Starvation Deaths: Why should the PM fidget?

Subhas Chandra Pattanayak

Prime Minister Atal Bihari Vajpayee told Parliament that there is no starvation death in Orissa and that the media reports in this respect are vitiated with bias and misconception. He quoted a periodical to support his statement. His statement had irritating similarity with what the State government has been maintaining.

Mr. Sampad Mohapatra of Star News whose report had brought public attention to an instance of this sordid tragedy, has questioned the honesty of the periodical in a central page article published in two instalments in Sambad, the largest circulated language daily of Orissa, which he was once editing. He has expressed astonishment at the eagerness of the Prime Minister to relay on this periodical.

REQUIREMENT:
Carry on the article on starvation deaths in Orissa from its last sentence. The records after this point are separate from the article on starvation deaths in Orissa.

INFORMATION GIVEN:
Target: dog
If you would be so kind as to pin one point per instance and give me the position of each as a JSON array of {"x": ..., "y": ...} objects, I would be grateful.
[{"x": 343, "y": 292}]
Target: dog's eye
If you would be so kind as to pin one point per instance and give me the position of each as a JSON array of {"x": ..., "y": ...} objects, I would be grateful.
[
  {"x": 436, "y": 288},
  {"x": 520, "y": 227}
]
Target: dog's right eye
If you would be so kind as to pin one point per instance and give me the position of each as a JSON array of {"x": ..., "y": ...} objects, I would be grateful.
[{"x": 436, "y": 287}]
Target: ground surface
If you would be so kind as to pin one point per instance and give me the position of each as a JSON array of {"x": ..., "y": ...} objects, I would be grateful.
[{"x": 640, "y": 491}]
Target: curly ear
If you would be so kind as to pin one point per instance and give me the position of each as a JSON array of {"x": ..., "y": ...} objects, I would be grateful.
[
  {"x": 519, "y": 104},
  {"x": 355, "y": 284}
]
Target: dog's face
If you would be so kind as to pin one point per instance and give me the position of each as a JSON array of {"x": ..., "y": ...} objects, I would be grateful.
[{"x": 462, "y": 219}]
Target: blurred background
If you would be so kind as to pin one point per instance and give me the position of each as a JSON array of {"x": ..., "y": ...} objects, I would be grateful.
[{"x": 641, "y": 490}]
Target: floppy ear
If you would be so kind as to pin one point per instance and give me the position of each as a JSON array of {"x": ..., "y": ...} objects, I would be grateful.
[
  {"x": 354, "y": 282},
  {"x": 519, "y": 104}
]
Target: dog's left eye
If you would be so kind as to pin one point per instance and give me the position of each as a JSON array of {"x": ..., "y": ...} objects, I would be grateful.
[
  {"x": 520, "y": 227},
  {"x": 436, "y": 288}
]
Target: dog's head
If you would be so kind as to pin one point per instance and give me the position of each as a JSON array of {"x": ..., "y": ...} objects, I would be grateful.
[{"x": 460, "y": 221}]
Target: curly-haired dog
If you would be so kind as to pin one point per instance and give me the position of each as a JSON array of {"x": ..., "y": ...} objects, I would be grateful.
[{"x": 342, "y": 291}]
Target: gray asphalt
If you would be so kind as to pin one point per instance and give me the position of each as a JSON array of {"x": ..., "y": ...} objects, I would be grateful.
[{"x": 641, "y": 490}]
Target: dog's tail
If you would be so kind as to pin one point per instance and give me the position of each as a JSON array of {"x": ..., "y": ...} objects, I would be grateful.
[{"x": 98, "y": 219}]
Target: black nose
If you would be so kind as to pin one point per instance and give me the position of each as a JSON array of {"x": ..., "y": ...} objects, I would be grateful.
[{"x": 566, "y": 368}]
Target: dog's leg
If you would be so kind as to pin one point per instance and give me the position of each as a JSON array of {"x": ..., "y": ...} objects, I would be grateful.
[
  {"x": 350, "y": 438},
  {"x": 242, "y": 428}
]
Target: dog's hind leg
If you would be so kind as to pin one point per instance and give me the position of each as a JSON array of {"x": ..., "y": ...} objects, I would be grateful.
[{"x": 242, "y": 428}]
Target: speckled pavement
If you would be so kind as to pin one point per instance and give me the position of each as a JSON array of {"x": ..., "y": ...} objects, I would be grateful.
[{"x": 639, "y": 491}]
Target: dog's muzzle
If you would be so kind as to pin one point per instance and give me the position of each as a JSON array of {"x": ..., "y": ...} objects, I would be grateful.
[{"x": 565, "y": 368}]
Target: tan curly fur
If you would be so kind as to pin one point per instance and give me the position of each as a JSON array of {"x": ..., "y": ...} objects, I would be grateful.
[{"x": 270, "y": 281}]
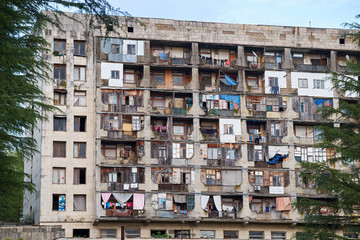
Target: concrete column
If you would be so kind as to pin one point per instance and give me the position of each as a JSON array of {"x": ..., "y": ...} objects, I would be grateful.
[
  {"x": 145, "y": 82},
  {"x": 287, "y": 64},
  {"x": 241, "y": 80},
  {"x": 147, "y": 54},
  {"x": 194, "y": 53},
  {"x": 240, "y": 59},
  {"x": 333, "y": 62}
]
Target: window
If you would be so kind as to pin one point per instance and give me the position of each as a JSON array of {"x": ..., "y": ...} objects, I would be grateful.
[
  {"x": 79, "y": 48},
  {"x": 231, "y": 234},
  {"x": 79, "y": 202},
  {"x": 59, "y": 97},
  {"x": 213, "y": 153},
  {"x": 131, "y": 49},
  {"x": 229, "y": 129},
  {"x": 259, "y": 180},
  {"x": 59, "y": 202},
  {"x": 256, "y": 235},
  {"x": 79, "y": 98},
  {"x": 79, "y": 73},
  {"x": 275, "y": 130},
  {"x": 79, "y": 150},
  {"x": 107, "y": 233},
  {"x": 108, "y": 151},
  {"x": 59, "y": 176},
  {"x": 132, "y": 233},
  {"x": 273, "y": 82},
  {"x": 158, "y": 77},
  {"x": 278, "y": 235},
  {"x": 59, "y": 72},
  {"x": 178, "y": 78},
  {"x": 319, "y": 84},
  {"x": 253, "y": 82},
  {"x": 79, "y": 175},
  {"x": 207, "y": 233},
  {"x": 59, "y": 123},
  {"x": 115, "y": 74},
  {"x": 115, "y": 48},
  {"x": 60, "y": 46},
  {"x": 83, "y": 233},
  {"x": 182, "y": 234},
  {"x": 79, "y": 123},
  {"x": 303, "y": 83},
  {"x": 59, "y": 149}
]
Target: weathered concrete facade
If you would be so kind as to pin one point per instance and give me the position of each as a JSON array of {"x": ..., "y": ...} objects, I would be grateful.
[{"x": 186, "y": 128}]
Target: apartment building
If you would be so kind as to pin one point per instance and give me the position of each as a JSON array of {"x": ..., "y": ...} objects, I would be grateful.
[{"x": 181, "y": 128}]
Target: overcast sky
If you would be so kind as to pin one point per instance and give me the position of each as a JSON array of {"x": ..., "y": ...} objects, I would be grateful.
[{"x": 321, "y": 13}]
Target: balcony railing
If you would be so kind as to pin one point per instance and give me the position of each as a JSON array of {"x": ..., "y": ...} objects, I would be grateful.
[
  {"x": 311, "y": 68},
  {"x": 210, "y": 134}
]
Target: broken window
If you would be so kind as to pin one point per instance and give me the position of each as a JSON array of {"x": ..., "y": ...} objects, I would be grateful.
[
  {"x": 79, "y": 176},
  {"x": 59, "y": 202},
  {"x": 319, "y": 84},
  {"x": 79, "y": 123},
  {"x": 303, "y": 83},
  {"x": 131, "y": 49},
  {"x": 79, "y": 48},
  {"x": 115, "y": 48},
  {"x": 60, "y": 46},
  {"x": 79, "y": 73},
  {"x": 59, "y": 123},
  {"x": 60, "y": 72},
  {"x": 79, "y": 98},
  {"x": 79, "y": 150},
  {"x": 59, "y": 176},
  {"x": 59, "y": 97},
  {"x": 59, "y": 149},
  {"x": 79, "y": 202}
]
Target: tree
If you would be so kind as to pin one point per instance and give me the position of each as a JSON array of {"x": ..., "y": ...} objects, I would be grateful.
[
  {"x": 22, "y": 103},
  {"x": 341, "y": 208}
]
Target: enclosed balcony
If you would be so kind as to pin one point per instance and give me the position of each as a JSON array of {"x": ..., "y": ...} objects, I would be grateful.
[
  {"x": 122, "y": 205},
  {"x": 270, "y": 208},
  {"x": 122, "y": 127},
  {"x": 170, "y": 55},
  {"x": 209, "y": 129},
  {"x": 217, "y": 57},
  {"x": 219, "y": 104},
  {"x": 311, "y": 61},
  {"x": 120, "y": 153},
  {"x": 222, "y": 206}
]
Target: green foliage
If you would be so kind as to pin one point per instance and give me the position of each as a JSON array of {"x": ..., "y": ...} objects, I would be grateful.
[
  {"x": 22, "y": 70},
  {"x": 339, "y": 208}
]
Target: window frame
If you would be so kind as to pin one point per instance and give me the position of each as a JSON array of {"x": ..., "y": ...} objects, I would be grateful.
[
  {"x": 79, "y": 145},
  {"x": 58, "y": 170},
  {"x": 79, "y": 44},
  {"x": 80, "y": 67}
]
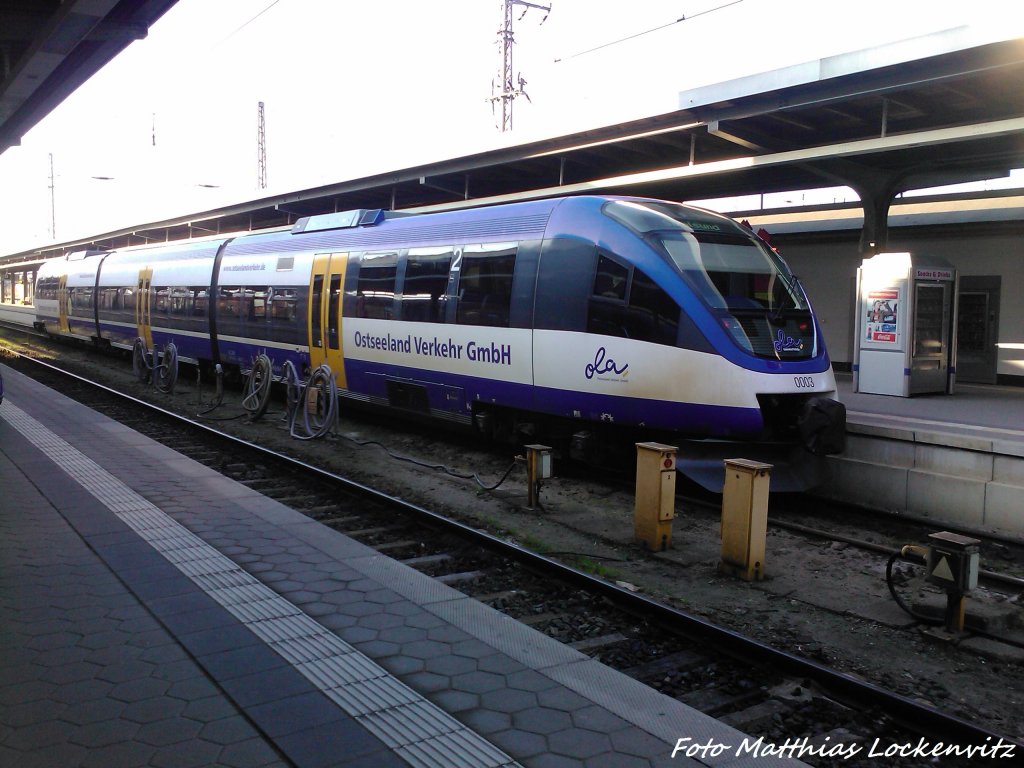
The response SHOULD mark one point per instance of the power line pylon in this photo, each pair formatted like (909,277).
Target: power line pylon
(261,150)
(504,90)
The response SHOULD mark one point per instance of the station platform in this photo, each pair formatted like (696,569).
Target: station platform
(156,613)
(956,459)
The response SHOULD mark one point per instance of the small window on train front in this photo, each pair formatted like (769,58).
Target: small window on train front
(609,283)
(485,285)
(652,314)
(423,293)
(375,290)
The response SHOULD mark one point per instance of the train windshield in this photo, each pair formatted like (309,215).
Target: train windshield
(749,286)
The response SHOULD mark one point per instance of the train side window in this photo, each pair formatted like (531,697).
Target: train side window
(81,300)
(423,292)
(375,290)
(179,301)
(609,283)
(162,302)
(229,301)
(606,307)
(652,314)
(649,314)
(201,301)
(485,285)
(283,305)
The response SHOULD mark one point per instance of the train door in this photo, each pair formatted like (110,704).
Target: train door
(326,285)
(143,316)
(62,302)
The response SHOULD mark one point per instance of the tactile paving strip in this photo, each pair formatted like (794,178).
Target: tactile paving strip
(417,730)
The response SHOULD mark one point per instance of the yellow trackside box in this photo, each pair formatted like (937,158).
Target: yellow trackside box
(744,518)
(655,499)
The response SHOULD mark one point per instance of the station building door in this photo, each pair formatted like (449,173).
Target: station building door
(978,329)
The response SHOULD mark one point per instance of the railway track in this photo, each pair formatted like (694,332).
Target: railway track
(755,687)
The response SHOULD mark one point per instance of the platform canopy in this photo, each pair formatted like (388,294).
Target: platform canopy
(48,48)
(942,109)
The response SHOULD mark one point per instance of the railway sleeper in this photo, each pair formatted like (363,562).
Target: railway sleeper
(760,717)
(464,576)
(426,560)
(715,700)
(673,664)
(597,643)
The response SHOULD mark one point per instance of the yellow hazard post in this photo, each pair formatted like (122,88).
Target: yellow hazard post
(744,518)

ANSWER TO THIS EXERCISE:
Neither the family members of those who succumbed to starvation nor those who face it know and understand the English language in which the periodical, relied upon by the P.M., is published. Were they acquainted with this language; neither the Prime Minister nor the Periodical could have dared to say what they have said.

It is a shame that the Prime Minister of the Country did not hesitate to play the cover-up card on starvation. Instead of relying upon a periodical he should have warranted the opinion of forensic pathologists to quote them to refute the reports he wanted to; but he did not. Because, he knew, such a source could not have helped in denying the stark reality of starvation deaths.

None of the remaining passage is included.